(Dataset entries)
= Beginning of Section =

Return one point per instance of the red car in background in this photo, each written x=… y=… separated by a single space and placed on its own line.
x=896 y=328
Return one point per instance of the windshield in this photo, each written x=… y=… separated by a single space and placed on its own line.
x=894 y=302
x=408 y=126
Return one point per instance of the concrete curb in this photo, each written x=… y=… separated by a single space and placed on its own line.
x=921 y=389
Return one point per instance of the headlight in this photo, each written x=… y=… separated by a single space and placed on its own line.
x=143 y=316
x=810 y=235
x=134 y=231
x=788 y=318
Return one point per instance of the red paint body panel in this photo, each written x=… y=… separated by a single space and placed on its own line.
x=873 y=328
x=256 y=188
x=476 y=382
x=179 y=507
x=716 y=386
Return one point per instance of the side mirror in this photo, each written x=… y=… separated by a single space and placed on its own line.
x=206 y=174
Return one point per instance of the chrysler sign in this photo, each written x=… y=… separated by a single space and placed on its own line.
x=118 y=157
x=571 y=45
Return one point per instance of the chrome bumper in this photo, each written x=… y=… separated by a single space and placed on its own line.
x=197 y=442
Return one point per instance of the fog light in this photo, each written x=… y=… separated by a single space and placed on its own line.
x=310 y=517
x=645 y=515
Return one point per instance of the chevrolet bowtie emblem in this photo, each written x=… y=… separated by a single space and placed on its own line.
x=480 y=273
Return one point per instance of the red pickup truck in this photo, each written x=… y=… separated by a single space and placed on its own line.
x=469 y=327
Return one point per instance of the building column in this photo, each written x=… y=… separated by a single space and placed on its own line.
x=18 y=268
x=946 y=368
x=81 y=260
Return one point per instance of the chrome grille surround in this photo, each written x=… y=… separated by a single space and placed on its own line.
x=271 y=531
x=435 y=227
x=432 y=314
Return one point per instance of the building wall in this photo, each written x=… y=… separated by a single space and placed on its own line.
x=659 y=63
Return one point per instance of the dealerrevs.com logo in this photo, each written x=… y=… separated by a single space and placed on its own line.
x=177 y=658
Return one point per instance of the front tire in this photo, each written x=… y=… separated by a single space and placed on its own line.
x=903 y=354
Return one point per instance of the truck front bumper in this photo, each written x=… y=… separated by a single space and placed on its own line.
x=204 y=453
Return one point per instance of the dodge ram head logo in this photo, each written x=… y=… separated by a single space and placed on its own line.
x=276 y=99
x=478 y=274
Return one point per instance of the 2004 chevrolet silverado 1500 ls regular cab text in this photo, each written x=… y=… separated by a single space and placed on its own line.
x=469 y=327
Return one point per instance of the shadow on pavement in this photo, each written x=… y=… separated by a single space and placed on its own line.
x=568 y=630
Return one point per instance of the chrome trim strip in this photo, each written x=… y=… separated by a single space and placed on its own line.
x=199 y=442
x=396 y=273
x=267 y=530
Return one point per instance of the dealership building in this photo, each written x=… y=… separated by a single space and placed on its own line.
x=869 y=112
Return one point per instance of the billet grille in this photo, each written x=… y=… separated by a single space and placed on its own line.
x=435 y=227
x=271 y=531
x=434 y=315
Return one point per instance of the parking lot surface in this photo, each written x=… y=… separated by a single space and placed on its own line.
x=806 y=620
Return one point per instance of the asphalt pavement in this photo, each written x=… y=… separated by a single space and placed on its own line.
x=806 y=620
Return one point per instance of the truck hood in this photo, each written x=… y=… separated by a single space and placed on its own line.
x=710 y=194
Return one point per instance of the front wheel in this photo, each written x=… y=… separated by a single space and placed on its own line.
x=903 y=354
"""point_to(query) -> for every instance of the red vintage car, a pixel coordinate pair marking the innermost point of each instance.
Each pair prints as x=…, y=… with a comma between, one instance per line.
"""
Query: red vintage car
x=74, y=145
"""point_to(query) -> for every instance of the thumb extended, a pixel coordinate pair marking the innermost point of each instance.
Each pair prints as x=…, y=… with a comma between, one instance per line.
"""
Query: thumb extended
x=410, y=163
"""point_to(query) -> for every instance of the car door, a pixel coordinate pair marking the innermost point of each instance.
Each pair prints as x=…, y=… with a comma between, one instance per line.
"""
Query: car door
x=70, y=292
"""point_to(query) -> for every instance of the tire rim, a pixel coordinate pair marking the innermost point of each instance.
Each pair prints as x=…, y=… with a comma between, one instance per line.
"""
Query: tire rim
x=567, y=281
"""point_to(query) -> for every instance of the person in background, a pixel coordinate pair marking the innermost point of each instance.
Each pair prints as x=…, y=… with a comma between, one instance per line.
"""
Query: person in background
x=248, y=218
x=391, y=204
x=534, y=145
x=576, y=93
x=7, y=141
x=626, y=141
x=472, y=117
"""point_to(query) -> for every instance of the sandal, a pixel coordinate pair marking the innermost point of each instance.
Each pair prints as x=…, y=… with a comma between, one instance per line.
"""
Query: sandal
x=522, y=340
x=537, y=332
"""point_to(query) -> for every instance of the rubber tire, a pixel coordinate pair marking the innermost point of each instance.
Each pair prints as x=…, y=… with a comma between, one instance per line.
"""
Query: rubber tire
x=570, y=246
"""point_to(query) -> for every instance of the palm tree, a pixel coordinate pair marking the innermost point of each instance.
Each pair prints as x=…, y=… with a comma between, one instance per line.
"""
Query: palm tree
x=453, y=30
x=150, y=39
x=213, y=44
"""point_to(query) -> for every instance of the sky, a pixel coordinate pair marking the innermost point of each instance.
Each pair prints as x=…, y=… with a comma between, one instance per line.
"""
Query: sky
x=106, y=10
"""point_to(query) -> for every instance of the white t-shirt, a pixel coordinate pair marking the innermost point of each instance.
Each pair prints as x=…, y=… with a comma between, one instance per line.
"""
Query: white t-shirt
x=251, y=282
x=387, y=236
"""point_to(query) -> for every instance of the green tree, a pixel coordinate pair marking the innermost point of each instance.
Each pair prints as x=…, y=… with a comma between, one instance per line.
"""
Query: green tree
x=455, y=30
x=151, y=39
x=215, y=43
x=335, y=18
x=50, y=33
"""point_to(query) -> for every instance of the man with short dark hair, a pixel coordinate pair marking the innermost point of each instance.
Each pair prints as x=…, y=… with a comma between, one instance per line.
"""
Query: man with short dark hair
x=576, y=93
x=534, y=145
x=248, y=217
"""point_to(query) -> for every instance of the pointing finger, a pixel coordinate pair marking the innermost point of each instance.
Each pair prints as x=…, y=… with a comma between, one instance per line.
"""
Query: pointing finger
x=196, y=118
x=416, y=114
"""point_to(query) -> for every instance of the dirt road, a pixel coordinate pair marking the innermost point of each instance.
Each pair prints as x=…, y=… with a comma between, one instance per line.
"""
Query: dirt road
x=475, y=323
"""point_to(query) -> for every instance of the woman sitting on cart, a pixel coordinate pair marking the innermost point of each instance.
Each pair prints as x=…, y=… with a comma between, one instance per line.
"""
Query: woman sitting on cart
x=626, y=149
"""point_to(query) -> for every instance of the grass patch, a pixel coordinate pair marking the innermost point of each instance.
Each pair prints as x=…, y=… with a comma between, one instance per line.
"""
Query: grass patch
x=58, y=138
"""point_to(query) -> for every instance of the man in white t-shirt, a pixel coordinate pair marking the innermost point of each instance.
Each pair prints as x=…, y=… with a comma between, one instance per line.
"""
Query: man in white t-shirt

= End of Section =

# [WHAT THE EXERCISE ASKS]
So that the data stays intact, repeat all of it exactly.

# [RESPONSE]
Return one point per instance of the red car in background in this photo, each written x=… y=… separated by a single space and placed on its own line.
x=896 y=328
Return one point per instance of the windshield in this photo, each written x=… y=… separated by a single space and placed on its own line.
x=894 y=302
x=408 y=126
Return one point per instance of the concrete curb in this photo, each written x=… y=… separated by a single space and placed on its own line.
x=921 y=389
Return one point per instance of the headlight in this photo, each written x=… y=… separated by a single space and placed on its own line.
x=143 y=316
x=810 y=235
x=134 y=231
x=788 y=318
Return one point per instance of the red paint body panel in this photo, each written x=… y=… separated by a single space and placed on its own line.
x=873 y=328
x=256 y=188
x=476 y=382
x=179 y=507
x=716 y=386
Return one point per instance of the side mirror in this photo, each written x=… y=… separated by a single space and placed on its own line.
x=206 y=174
Return one point per instance of the chrysler sign in this photo, each written x=… y=… separated by a single space and placed on its own line.
x=118 y=157
x=571 y=45
Return one point per instance of the chrome bumper in this photo, each written x=… y=… separated by a single space and placed on its own line.
x=197 y=442
Return one point per instance of the fog light in this photo, each written x=… y=… separated by a single space and placed on its own line.
x=310 y=517
x=645 y=515
Return one point per instance of the chevrolet bowtie emblem in this photo, each written x=… y=… separated by a single space and placed on its own line.
x=480 y=273
Return one point per instance of the red pickup truck in this photo, each written x=… y=… separated by a single space and placed on its own line.
x=469 y=327
Return one point per instance of the building column in this photo, each written x=… y=… separated by a single space and placed on its own line.
x=18 y=268
x=946 y=368
x=81 y=260
Return one point per instance of the chrome grille surround in this photo, each written x=… y=… separated by a single space and placed on its own line.
x=271 y=531
x=435 y=227
x=432 y=314
Return one point per instance of the building wall in this photo, each written x=… y=… separated by a single space and placed on its own line.
x=659 y=63
Return one point per instance of the dealerrevs.com logo in this photo, each written x=… y=… separated by a single space and placed on its own line.
x=177 y=658
Return one point per instance of the front tire in this photo, each written x=… y=… separated by a single space and placed on its own line.
x=903 y=354
Return one point per instance of the truck front bumper in this photo, each written x=… y=… separated by a single space and placed on its own line.
x=204 y=453
Return one point per instance of the dodge ram head logo in this photo, each written x=… y=… separated by a single space and placed on its own line.
x=276 y=99
x=478 y=274
Return one point per instance of the 2004 chevrolet silverado 1500 ls regular cab text in this photo, each written x=… y=… separated by a single space and placed on its own line.
x=469 y=327
Return one point per instance of the shadow on pavement in this photo, each written x=… y=… separated by a single space and placed on its own line.
x=568 y=630
Return one point per instance of the chrome trim strip in this photo, each written x=… y=… separated by a single space and placed on its own line.
x=199 y=442
x=396 y=273
x=267 y=530
Return one point per instance of the dealership building in this photo, each written x=… y=… separated by a single space and placed on its own line.
x=869 y=112
Return one point per instance of the billet grille in this photo, each written x=… y=… separated by a single space and placed on its own line.
x=435 y=227
x=271 y=531
x=434 y=315
Return one point per instance of the parking lot surface in this photo, each written x=… y=… separated by a single space and placed on its own line.
x=806 y=620
Return one point per instance of the asphalt pavement in this photo, each written x=… y=… separated by a single space and placed on its own line.
x=806 y=620
Return one point per instance of the truck hood in this photo, each written x=… y=… separated by a single space and placed on its own line.
x=710 y=194
Return one point per instance of the front wheel in this photo, each written x=… y=… separated by a single space and placed on its own line.
x=903 y=354
"""point_to(query) -> for every instance of the red vintage car, a pixel coordinate pair marking the innermost point of each instance.
Each pair prints as x=…, y=… with a comma between, one instance per line.
"""
Query: red vintage car
x=74, y=145
"""point_to(query) -> for every instance of the thumb extended, a pixel coordinate pair marking the innermost point of each instance.
Each pair prints as x=…, y=… with a comma between, one instance per line.
"""
Query: thumb extended
x=410, y=163
"""point_to(query) -> for every instance of the car door, a pixel coordinate pair marking the innermost point of each instance.
Each pair prints as x=…, y=… with a comma between, one instance per line.
"""
Query: car door
x=70, y=292
"""point_to(query) -> for every instance of the tire rim, a pixel coordinate pair marking the innermost point of each instance.
Each pair prints as x=…, y=… with a comma between, one instance per line.
"""
Query: tire rim
x=567, y=281
"""point_to(query) -> for every instance of the person in background, a pixel coordinate pair marking the innermost point of each instance.
Each pair prints as x=…, y=… with a comma between, one instance per line.
"""
Query: person in background
x=248, y=218
x=391, y=204
x=534, y=145
x=576, y=93
x=7, y=141
x=626, y=141
x=472, y=117
"""point_to(query) -> for every instance of the sandal, a pixel coordinate pair marking the innermost point of each instance.
Each pair prints as x=…, y=… with a comma between, one instance per line.
"""
Query: sandal
x=522, y=340
x=537, y=332
"""point_to(query) -> for every instance of the rubber tire, a pixel coordinate pair marking the innermost point of each instance.
Each pair prints as x=…, y=… with a comma between, one instance per line.
"""
Query: rubber tire
x=570, y=246
"""point_to(query) -> for every instance of the palm tree, a pixel coordinate pair marking the innermost point of each instance.
Each pair prints as x=…, y=… with a comma between, one instance per line.
"""
Query: palm tree
x=453, y=30
x=150, y=39
x=213, y=44
"""point_to(query) -> for every instance of the sky, a pixel coordinate pair marking the innermost point of each instance.
Each pair prints as x=…, y=… with a comma between, one instance per line.
"""
Query: sky
x=106, y=10
"""point_to(query) -> for every instance of the white t-shirt, a pixel coordinate pair marking the innermost point of each instance.
Each pair prints as x=…, y=… with a comma between, one instance per line.
"""
Query: white t-shirt
x=251, y=282
x=387, y=236
"""point_to(query) -> for every instance of the green tree, a pixel coordinate pair marking the innermost point of each instance.
Each pair prints as x=…, y=… with a comma between, one instance per line.
"""
Query: green tree
x=455, y=30
x=151, y=39
x=215, y=43
x=335, y=18
x=50, y=33
"""point_to(query) -> for every instance of the man with short dark hair, a pixel coordinate pair marking the innermost point of each instance.
Each pair prints as x=…, y=… with a comma between, one instance per line.
"""
Query: man with short dark hair
x=576, y=93
x=534, y=145
x=248, y=217
"""point_to(query) -> for every instance of the pointing finger, a pixel coordinate pair marking the innermost point of each instance.
Each pair prints as x=…, y=… with a comma between, one instance per line.
"""
Query: pointing finger
x=196, y=118
x=416, y=114
"""point_to(query) -> for every instance of the dirt road, a pixel coordinate pair marking the innermost point of each instance.
Each pair prints as x=…, y=… with a comma between, one instance per line.
"""
Query: dirt road
x=475, y=323
"""point_to(query) -> for every instance of the woman sitting on cart, a pixel coordinate pair marking the innermost point of each instance.
Each pair prints as x=…, y=… with a comma between, one instance per line.
"""
Query: woman sitting on cart
x=626, y=149
"""point_to(query) -> for every instance of the grass patch, a pixel coordinate pair marking the innermost point of each instance.
Each pair prints as x=…, y=… with a comma between, one instance per line.
"""
Query: grass patch
x=58, y=138
"""point_to(query) -> for every instance of the man in white t-shirt, a pixel coordinate pair marking the innermost point of each instance.
Each pair prints as x=…, y=… with a comma between, one instance per line.
"""
Query: man in white t-shirt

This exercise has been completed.